Tres preguntas a Del Paso

Repasar a Del Paso para entrevistarlo era releerlo a fondo o hacer el ridículo. Y, claro, releerlo era una forma de volver a descubrir la potencia de sus novelas

Antonio Ortuño
Del Paso tras ganar el Premio Cervantes en 2016.
Del Paso tras ganar el Premio Cervantes en 2016.F. Seco (AP)

Uno se mete en honduras al recurrir a textos del estilo “las veces que almorcé con el difunto ilustre”. Pero no tengo más remedio que hacerlo porque ha muerto Fernando del Paso, quizá el último gran escritor del siglo XX latinoamericano, y mi lectura de su obra no puede separarse de las ocasiones en que charlé con él por la sencilla razón de que, en todas, entrevistas, presentaciones o pláticas casuales, hablamos de sus libros.

§ Extracto de datos
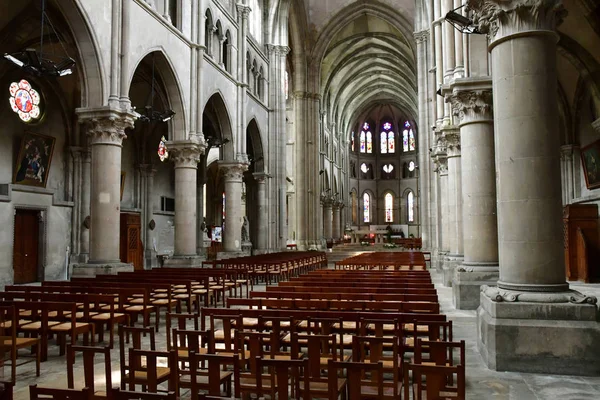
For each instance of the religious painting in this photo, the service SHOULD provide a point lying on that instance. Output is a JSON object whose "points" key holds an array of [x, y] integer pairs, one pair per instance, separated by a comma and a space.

§ Tareas
A – Responda con base en el fragmento del documento:
(i) ¿Qué premio ganó Del Paso en 2016?
(ii) ¿Quién firma el texto?
(iii) ¿Cómo califica el autor a Fernando del Paso dentro de la literatura latinoamericana?
B – Reproduzca sin cambios el tramo del fragmento del documento que va desde "Repasar a Del" hasta "de sus libros.".
C – Enumere los tipos de ocasiones en que, según el fragmento del documento, el autor habló con Del Paso.

§ Respuestas esperadas
A –
(i) El Premio Cervantes.
(ii) Antonio Ortuño.
(iii) Como quizá el último gran escritor del siglo XX latinoamericano.

B –
Repasar a Del Paso para entrevistarlo era releerlo a fondo o hacer el ridículo. Y, claro, releerlo era una forma de volver a descubrir la potencia de sus novelas

Antonio Ortuño
Del Paso tras ganar el Premio Cervantes en 2016.
Del Paso tras ganar el Premio Cervantes en 2016.F. Seco (AP)

Uno se mete en honduras al recurrir a textos del estilo “las veces que almorcé con el difunto ilustre”. Pero no tengo más remedio que hacerlo porque ha muerto Fernando del Paso, quizá el último gran escritor del siglo XX latinoamericano, y mi lectura de su obra no puede separarse de las ocasiones en que charlé con él por la sencilla razón de que, en todas, entrevistas, presentaciones o pláticas casuales, hablamos de sus libros.

C – Entrevistas; presentaciones; pláticas casuales.